▸ Required task
Lay out every line of the material below as a JSON list of strings, one string per line, with blank lines left out.

▸ Provided records
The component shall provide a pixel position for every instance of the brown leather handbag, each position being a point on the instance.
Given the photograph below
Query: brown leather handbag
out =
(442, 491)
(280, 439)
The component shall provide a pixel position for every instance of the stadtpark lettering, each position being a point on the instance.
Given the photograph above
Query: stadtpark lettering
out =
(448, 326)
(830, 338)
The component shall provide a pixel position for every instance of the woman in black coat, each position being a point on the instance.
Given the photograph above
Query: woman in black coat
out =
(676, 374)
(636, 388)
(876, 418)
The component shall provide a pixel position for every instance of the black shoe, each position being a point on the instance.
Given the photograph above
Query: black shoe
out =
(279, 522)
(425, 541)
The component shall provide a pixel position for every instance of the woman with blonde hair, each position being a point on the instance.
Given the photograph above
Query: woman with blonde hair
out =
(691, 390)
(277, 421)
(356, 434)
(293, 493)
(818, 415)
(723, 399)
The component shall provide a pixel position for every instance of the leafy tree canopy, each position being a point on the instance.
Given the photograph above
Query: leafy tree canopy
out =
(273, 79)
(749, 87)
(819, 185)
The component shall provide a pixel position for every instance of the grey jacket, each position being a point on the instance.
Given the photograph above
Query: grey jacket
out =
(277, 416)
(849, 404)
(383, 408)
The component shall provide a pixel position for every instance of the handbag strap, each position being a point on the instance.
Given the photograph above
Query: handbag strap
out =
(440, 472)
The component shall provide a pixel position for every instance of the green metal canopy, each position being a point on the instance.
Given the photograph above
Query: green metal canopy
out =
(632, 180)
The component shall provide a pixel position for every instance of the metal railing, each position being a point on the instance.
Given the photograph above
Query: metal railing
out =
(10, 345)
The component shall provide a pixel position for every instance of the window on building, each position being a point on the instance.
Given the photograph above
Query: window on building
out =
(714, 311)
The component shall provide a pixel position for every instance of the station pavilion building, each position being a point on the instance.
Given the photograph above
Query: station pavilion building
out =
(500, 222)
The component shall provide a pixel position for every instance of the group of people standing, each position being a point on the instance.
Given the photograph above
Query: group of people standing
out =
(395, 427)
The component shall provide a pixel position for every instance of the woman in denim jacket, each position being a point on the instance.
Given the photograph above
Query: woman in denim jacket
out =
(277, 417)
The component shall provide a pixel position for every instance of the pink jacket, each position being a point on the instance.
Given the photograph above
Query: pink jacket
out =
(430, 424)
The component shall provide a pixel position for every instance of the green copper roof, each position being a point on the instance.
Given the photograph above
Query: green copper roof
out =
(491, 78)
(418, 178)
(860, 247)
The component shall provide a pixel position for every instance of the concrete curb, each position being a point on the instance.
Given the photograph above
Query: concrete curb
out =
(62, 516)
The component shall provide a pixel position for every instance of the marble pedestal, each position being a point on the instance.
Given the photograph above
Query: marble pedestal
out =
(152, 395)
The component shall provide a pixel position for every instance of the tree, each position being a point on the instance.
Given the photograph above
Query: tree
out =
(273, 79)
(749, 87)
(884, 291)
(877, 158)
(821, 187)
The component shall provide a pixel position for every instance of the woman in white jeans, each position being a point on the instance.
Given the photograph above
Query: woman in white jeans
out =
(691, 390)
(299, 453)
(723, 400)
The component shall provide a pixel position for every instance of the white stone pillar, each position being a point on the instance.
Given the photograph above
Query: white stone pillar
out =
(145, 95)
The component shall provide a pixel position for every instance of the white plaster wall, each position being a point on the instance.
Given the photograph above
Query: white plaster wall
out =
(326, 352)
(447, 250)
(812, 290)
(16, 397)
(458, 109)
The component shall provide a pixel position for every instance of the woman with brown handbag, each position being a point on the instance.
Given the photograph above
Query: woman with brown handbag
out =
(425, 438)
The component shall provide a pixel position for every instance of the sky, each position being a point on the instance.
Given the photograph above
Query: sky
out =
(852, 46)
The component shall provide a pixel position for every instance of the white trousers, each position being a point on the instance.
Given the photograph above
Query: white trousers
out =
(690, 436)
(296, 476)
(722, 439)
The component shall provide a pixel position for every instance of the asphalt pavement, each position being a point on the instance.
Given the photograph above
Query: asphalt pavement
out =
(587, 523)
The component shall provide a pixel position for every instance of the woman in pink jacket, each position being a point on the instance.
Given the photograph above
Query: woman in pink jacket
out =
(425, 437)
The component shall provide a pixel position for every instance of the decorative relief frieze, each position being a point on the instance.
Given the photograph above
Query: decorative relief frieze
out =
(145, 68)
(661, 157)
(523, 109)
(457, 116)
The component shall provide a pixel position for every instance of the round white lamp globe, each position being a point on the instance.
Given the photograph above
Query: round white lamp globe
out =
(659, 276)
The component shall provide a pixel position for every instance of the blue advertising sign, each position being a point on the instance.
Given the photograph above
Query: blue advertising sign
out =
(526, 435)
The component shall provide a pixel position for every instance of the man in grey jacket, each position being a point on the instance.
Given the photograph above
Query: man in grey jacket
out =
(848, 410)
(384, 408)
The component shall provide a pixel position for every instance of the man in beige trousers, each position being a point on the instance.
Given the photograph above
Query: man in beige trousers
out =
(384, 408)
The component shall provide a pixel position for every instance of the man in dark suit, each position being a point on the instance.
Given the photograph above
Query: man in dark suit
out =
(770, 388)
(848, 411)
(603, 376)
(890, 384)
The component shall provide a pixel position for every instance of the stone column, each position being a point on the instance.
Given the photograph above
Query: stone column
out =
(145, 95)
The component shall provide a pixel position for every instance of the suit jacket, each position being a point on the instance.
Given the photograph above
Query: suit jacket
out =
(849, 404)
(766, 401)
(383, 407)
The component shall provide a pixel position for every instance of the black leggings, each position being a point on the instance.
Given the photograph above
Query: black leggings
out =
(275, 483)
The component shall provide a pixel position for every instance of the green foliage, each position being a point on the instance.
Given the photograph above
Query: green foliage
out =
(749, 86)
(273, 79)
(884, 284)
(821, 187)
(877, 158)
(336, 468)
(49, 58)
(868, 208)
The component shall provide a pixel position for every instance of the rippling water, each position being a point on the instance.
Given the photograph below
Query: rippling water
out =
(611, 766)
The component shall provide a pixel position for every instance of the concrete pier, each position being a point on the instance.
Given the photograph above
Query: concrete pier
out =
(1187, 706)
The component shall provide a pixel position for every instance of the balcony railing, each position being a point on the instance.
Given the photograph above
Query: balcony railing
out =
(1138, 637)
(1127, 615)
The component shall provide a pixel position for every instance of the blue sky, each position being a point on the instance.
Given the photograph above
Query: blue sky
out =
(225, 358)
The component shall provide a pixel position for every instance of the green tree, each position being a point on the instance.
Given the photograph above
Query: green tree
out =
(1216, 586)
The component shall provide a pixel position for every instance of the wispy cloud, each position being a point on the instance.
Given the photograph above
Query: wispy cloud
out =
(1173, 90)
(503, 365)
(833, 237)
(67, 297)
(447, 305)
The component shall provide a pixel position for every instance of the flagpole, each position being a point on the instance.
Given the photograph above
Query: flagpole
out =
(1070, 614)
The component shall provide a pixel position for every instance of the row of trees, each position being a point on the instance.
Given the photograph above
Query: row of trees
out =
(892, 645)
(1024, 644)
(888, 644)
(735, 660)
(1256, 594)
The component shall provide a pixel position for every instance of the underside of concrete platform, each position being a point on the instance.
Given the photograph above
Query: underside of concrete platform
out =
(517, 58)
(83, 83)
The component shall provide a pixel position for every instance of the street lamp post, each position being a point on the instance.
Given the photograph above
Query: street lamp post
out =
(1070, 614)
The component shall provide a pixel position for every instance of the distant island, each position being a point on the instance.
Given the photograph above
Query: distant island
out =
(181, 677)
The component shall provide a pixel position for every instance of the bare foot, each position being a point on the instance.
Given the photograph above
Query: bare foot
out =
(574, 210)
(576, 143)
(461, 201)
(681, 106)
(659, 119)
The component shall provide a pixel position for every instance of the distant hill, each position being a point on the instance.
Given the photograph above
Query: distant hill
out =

▸ The solution
[
  "The component shall provide a pixel position for every instance of the brown leather handbag, each position being a point on the instance.",
  "Given the photograph below",
  "Query: brown leather handbag",
  "out =",
  "(442, 491)",
  "(280, 439)",
  "The component shall provide a pixel position for every instance of the stadtpark lettering, each position being a point on the instance.",
  "Given the photograph above",
  "Query: stadtpark lettering",
  "out =",
  "(448, 326)",
  "(830, 338)",
  "The component shall provide a pixel position for every instance of the woman in black coat, each position being a point on the instance.",
  "Given the photograph above",
  "Query: woman in black coat",
  "out =",
  "(676, 374)",
  "(636, 388)",
  "(876, 418)",
  "The component shall provide a pixel position for every instance of the black shoe, each position being a point on the instance.",
  "Given the photograph above",
  "Query: black shoe",
  "out =",
  "(279, 522)",
  "(425, 541)",
  "The component shall provide a pixel position for every instance of the woman with blonde hair, each position being a point on the instance.",
  "Given the photograph above",
  "Query: woman with blonde hair",
  "out =",
  "(691, 390)",
  "(277, 421)",
  "(356, 434)",
  "(293, 493)",
  "(818, 415)",
  "(723, 399)",
  "The component shall provide a pixel position for every instance of the leafy tree canopy, each position being a point on the instance.",
  "Given the photograph above",
  "Query: leafy tree canopy",
  "out =",
  "(273, 79)",
  "(749, 87)",
  "(819, 185)",
  "The component shall provide a pixel position for every instance of the grey jacket, each position being a point on the instance.",
  "Given the photograph above",
  "Query: grey jacket",
  "out =",
  "(277, 416)",
  "(849, 404)",
  "(383, 408)",
  "The component shall provide a pixel position for every instance of the handbag strap, each position being a point on the instance.",
  "Given the photograph above",
  "Query: handbag strap",
  "out =",
  "(440, 472)",
  "The component shall provide a pixel position for every instance of the green metal canopy, each position being a point on the instance.",
  "Given the photograph above",
  "Query: green metal canopy",
  "out =",
  "(632, 180)",
  "The component shall provide a pixel position for every instance of the metal railing, each position being a point on the instance.",
  "Given the photograph above",
  "Query: metal railing",
  "out =",
  "(10, 345)",
  "The component shall provide a pixel position for every instance of the window on building, each position being a point on the instance.",
  "Given the photograph above",
  "Query: window on building",
  "out =",
  "(714, 311)",
  "The component shall provide a pixel position for every instance of the station pavilion building, each position being a point on the instance.",
  "Given the photograph above",
  "Query: station pavilion building",
  "out =",
  "(500, 222)",
  "The component shall provide a pixel position for every instance of the group of people standing, each position being a point on the instance.",
  "Given the photograph above",
  "Query: group of people standing",
  "out =",
  "(395, 427)",
  "The component shall provide a pixel position for every instance of the woman in denim jacket, each position being a point on the instance.",
  "Given the photograph above",
  "Query: woman in denim jacket",
  "out =",
  "(277, 417)",
  "The component shall provide a pixel position for every instance of the pink jacket, each position being a point on the instance.",
  "Given the photograph above",
  "Query: pink jacket",
  "out =",
  "(430, 424)",
  "The component shall provide a pixel position for every instance of the green copper roof, each position being a point on the instance.",
  "Given the photograph above",
  "Query: green copper roof",
  "out =",
  "(491, 78)",
  "(418, 178)",
  "(860, 247)",
  "The component shall provide a pixel position for every instance of the concrete curb, each position being a point on the instance.",
  "Given the photograph above",
  "Query: concrete curb",
  "out =",
  "(62, 516)",
  "The component shall provide a pixel position for every instance of the marble pedestal, each position being a point on the instance.",
  "Given the photograph above",
  "Query: marble pedestal",
  "out =",
  "(152, 395)",
  "The component shall provide a pixel position for every instance of the tree, each position being a point on the instance.",
  "Given the photograph above",
  "Query: tree",
  "out =",
  "(273, 79)",
  "(749, 87)",
  "(884, 291)",
  "(877, 158)",
  "(821, 187)",
  "The component shall provide a pixel position for every instance of the woman in white jeans, each position being a point on the instance.",
  "Given the photograph above",
  "Query: woman in white jeans",
  "out =",
  "(691, 390)",
  "(299, 453)",
  "(723, 400)",
  "The component shall provide a pixel position for every instance of the white stone pillar, each position being a point on the instance.",
  "Given the photograph above",
  "Query: white stone pillar",
  "out =",
  "(145, 95)",
  "The component shall provide a pixel position for every instance of the white plaster wall, each position being a point on the instance.",
  "Given the photograph above",
  "Query: white plaster wall",
  "out =",
  "(326, 352)",
  "(447, 250)",
  "(812, 290)",
  "(16, 397)",
  "(458, 109)",
  "The component shall provide a pixel position for every instance of the woman with brown handbag, each position being a point on the instance.",
  "Given the photograph above",
  "Query: woman with brown handbag",
  "out =",
  "(425, 438)",
  "The component shall provide a pixel position for every instance of the sky, each position being a point on the instance.",
  "Given the photograph above",
  "Query: sky",
  "out =",
  "(852, 46)",
  "The component shall provide a pixel position for every instance of the white trousers, each position being a point on the instance.",
  "Given the photograph above",
  "Query: white trousers",
  "out =",
  "(690, 436)",
  "(296, 476)",
  "(722, 439)",
  "The component shall provide a pixel position for every instance of the asphalt pavement, each position being a point on the instance.",
  "Given the photograph above",
  "Query: asphalt pavement",
  "out =",
  "(587, 523)",
  "The component shall provide a pixel position for every instance of the woman in pink jacket, each position being a point on the instance.",
  "Given the photograph above",
  "Query: woman in pink jacket",
  "out =",
  "(425, 437)",
  "The component shall provide a pixel position for every instance of the decorative relief frieze, each position being a point on the instance.",
  "Given the photograph above",
  "Query: decorative relief frieze",
  "out =",
  "(145, 68)",
  "(661, 157)",
  "(523, 109)",
  "(457, 116)",
  "The component shall provide a pixel position for every instance of the round white lamp globe, each position being a point on the instance.",
  "Given the photograph above",
  "Query: round white lamp globe",
  "out =",
  "(659, 276)",
  "The component shall provide a pixel position for every instance of the blue advertising sign, each position being a point on the instance.",
  "Given the photograph above",
  "Query: blue advertising sign",
  "out =",
  "(526, 435)",
  "The component shall provide a pixel position for every instance of the man in grey jacket, each position being a point on the instance.",
  "Given the photograph above",
  "Query: man in grey jacket",
  "out =",
  "(848, 410)",
  "(384, 408)",
  "The component shall provide a pixel position for every instance of the man in beige trousers, each position being a point on the instance.",
  "Given the photograph above",
  "Query: man in beige trousers",
  "out =",
  "(384, 408)",
  "The component shall provide a pixel position for every instance of the man in dark suit, each position being a point on the instance.",
  "Given the photograph above",
  "Query: man in dark suit",
  "out =",
  "(770, 388)",
  "(848, 411)",
  "(603, 376)",
  "(890, 384)",
  "The component shall provide a pixel position for every instance of the stone column, each position being a point on the instance.",
  "Given the photograph above",
  "Query: stone column",
  "out =",
  "(145, 95)",
  "The component shall provide a pixel position for every instance of the suit jacket, each position being a point on the instance.",
  "Given the photograph above",
  "Query: suit jacket",
  "out =",
  "(849, 404)",
  "(766, 401)",
  "(383, 407)",
  "The component shall provide a pixel position for every instance of the black leggings, each position being a point on the instance.",
  "Given the photograph above",
  "Query: black leggings",
  "out =",
  "(275, 483)",
  "The component shall provide a pixel position for every instance of the green foliage, each position being a point on the instance.",
  "Given the photograph above",
  "Query: green foliage",
  "out =",
  "(749, 86)",
  "(273, 79)",
  "(884, 284)",
  "(821, 187)",
  "(877, 158)",
  "(336, 468)",
  "(49, 58)",
  "(868, 208)",
  "The component shall provide a pixel position for every instance of the rippling water, each position being a point on the instance.",
  "Given the photograph below",
  "Query: rippling water",
  "out =",
  "(611, 766)",
  "The component shall provide a pixel position for every instance of the concrete pier, each position being a point on the instance.",
  "Given the photograph above",
  "Query: concrete pier",
  "out =",
  "(1187, 706)",
  "The component shall provide a pixel position for every instance of the balcony railing, each position being a point on the instance.",
  "Given the photograph above",
  "Query: balcony railing",
  "out =",
  "(1138, 637)",
  "(1127, 615)",
  "The component shall provide a pixel position for every instance of the blue sky, each position being a point on the instance.",
  "Given the photograph above",
  "Query: blue sky",
  "out =",
  "(225, 358)",
  "The component shall provide a pixel position for every instance of the green tree, each position being a point on the instance.",
  "Given the photograph above",
  "Query: green tree",
  "out =",
  "(1216, 586)",
  "The component shall provide a pixel position for every instance of the wispy cloud, each position being a point on the instance.",
  "Given the photograph above",
  "Query: wispy cloud",
  "out =",
  "(1173, 90)",
  "(503, 365)",
  "(833, 237)",
  "(67, 297)",
  "(447, 305)",
  "The component shall provide a pixel position for every instance of the flagpole, each position being a point on the instance.",
  "Given the photograph above",
  "Query: flagpole",
  "out =",
  "(1070, 614)",
  "The component shall provide a pixel position for every instance of the row of trees, each position being a point on the instance.",
  "Given the photograph above",
  "Query: row of trees",
  "out =",
  "(892, 645)",
  "(1024, 644)",
  "(888, 644)",
  "(735, 660)",
  "(1256, 594)",
  "The component shall provide a pixel position for every instance of the underside of concrete platform, each position being a point on the instance.",
  "Given the photograph above",
  "Query: underside of concrete platform",
  "out =",
  "(517, 58)",
  "(83, 83)",
  "The component shall provide a pixel position for every instance of the street lamp post, each position being a point on the instance.",
  "Given the photograph above",
  "Query: street lamp post",
  "out =",
  "(1070, 614)",
  "The component shall provide a pixel position for every instance of the distant island, each position being a point on the instance.",
  "Given the photograph above",
  "Query: distant island",
  "out =",
  "(181, 677)",
  "The component shall provide a pixel position for every instance of the bare foot, each position being a point on the instance.",
  "Given the photograph above",
  "Query: bare foot",
  "out =",
  "(574, 210)",
  "(576, 143)",
  "(461, 201)",
  "(681, 106)",
  "(659, 119)",
  "The component shall provide a pixel position for every instance of the distant hill, each position being a point on the instance.",
  "Given the photograph above",
  "Query: distant hill",
  "out ="
]